Print exactly the lines below between the line holding "target | ribbed shell" and the line holding "output | one point per instance, like (160,78)", inclusive, and nothing more.

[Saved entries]
*** Begin section ***

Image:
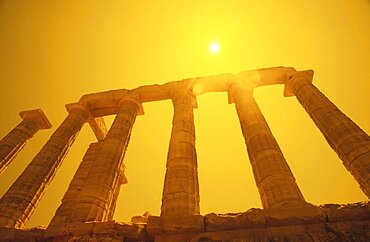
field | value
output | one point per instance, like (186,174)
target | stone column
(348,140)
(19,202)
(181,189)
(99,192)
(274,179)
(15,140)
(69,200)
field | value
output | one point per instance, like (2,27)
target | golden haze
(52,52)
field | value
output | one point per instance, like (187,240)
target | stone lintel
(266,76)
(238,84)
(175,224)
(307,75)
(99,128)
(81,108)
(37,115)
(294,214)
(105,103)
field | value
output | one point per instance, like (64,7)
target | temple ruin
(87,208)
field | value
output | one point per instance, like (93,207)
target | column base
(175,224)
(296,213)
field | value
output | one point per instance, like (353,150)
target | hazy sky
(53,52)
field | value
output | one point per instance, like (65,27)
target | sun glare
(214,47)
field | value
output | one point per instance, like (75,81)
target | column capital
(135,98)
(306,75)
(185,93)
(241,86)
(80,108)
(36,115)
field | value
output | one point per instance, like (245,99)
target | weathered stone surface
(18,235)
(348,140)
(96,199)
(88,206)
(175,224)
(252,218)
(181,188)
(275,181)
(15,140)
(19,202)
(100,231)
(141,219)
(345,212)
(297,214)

*** End section ***
*** Begin section ***

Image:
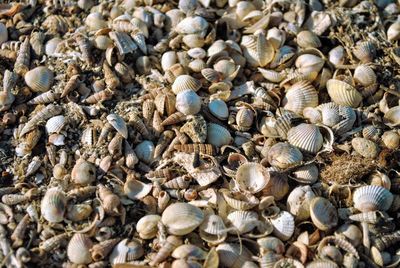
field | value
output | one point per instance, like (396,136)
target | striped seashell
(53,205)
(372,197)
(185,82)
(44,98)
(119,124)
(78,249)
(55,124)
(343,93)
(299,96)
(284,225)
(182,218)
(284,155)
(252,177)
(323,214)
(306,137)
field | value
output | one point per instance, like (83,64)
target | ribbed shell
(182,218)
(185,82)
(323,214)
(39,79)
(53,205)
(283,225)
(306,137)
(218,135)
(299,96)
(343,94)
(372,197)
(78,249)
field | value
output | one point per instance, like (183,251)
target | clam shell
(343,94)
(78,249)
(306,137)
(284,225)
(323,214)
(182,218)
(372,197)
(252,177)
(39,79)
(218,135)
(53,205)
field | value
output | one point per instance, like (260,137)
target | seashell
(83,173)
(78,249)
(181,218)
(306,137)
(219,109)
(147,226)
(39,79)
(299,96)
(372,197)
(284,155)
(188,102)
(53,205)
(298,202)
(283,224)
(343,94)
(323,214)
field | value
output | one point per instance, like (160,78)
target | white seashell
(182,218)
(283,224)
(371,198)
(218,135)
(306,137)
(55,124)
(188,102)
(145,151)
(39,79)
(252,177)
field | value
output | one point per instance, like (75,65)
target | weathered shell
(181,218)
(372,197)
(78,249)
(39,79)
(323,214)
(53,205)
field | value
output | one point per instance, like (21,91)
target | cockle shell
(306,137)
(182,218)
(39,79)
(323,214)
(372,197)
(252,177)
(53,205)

*** End section ***

• **Exercise output**
target | ribbed shell
(182,218)
(185,82)
(323,214)
(39,79)
(53,205)
(283,225)
(306,137)
(218,135)
(299,96)
(343,94)
(372,197)
(78,249)
field | value
output | one point per instance, like (183,251)
target | clam shell
(343,94)
(78,249)
(306,137)
(284,225)
(323,214)
(182,218)
(372,197)
(252,177)
(39,79)
(218,135)
(53,205)
field | value
output | one point per instance, like (260,137)
target | seashell
(83,173)
(78,249)
(181,218)
(306,137)
(219,109)
(147,226)
(39,79)
(299,96)
(372,197)
(284,155)
(188,102)
(53,205)
(298,202)
(283,224)
(343,94)
(323,214)
field | value
output | one point per instance, like (160,78)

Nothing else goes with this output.